**Document section:**

* * *

Essential: Metro Deputy Shaun Sherrill

{Editor’s Note: This is the fourth of a multi-part series highlighting all the essential folks in Moore County. Readers nominated each interview subject. To nominate someone, email editor@lynchburg-times.com.}

Deputy Shaun Sherrill
Metro Sheriff’s Deputy Shaun Sherrill says he understands the reasons for the Stay at Home order but he’s looking forward to interacting with local folks again. {Lynchburg Times Photo}

Metro Sheriff’s Department Deputy Shaun Sherrill likes his routine. During his 12 hour shifts, he usually directs school traffic, attends Moore County court sessions, and serves civil and criminal warrants to locals. Today, work days look a lot different. Schools are closed. Unless it’s an emergency, courts aren’t in session and the department’s suspended serving folks for the time being. Even traffic stops are different.

“We’re a little more lenient,” Deputy Sherrill says. “We’re trying to avoid unnecessary contact. But you’ll still absolutely get pulled over if you are doing something dangerous.”

* * *

**Your tasks:**
1. According to the article about Deputy Shaun Sherrill, what does he usually do during his 12-hour shifts? List each duty.
2. Continue the article about Deputy Shaun Sherrill from its last sentence.
The material that follows comes from a separate source and is not part of the article about Deputy Shaun Sherrill.

**Dataset content:**
* * *

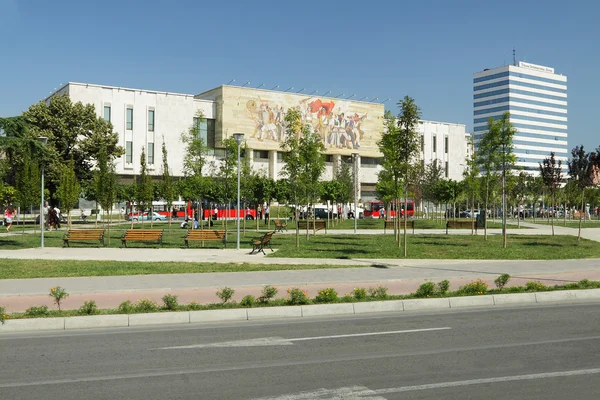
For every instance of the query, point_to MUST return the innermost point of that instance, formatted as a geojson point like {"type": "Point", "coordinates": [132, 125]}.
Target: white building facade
{"type": "Point", "coordinates": [536, 98]}
{"type": "Point", "coordinates": [144, 119]}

* * *

**Task-by-task outputs:**
1.
- Directs school traffic
- Attends Moore County court sessions
- Serves civil and criminal warrants to locals

2.
A native of Tullahoma, Deputy Sherrill moved here with his family in the second grade. He’s worked with the Metro Sheriff’s Department since 2007 — first as a corrections officer and then as a deputy. He and his wife, Mandy, live on Tanyard Hill with their four kids: Seth, an MCHS senior; Dillion, a MCMS seventh grader; Natalie a LES fourth grader; and Brayden, who just started Pre K this year. Adult son, Patrick, also lives nearby.

Deputy Sherrill says Lynchburg just feels different these days. Without the tourist, things are quiet. He also thinks locals seems to be doing their part, which adds to the reduced traffic.

“I think a majority took the Stay at Home order to heart,” he says. “I still see some of the younger ones out riding around but we haven’t had to break up any large groups.”

He says he’s taken the social distancing rules to heart too. He does the shopping for his family while his wife and kids stay safely at home. He’s says they are constantly disinfecting and using hand sanitizer.

He takes precautions on the job too. Sherrill says that deputies usually arrive on scene first, especially at medical calls, and rush right in. Now, they need to get in personal protective equipment (PPE) — N95 masks and gloves first. Unless it’s a matter of life-or-death, they sometimes wait on EMS to arrive before heading in.

When asked about Moore County’s zero COVID-19 cases, Deputy Sherrill credits both local cooperation and Jack Daniel’s early decision to shut down public tours.

“The distillery jumped out there pretty quick and most local businesses followed,” he says.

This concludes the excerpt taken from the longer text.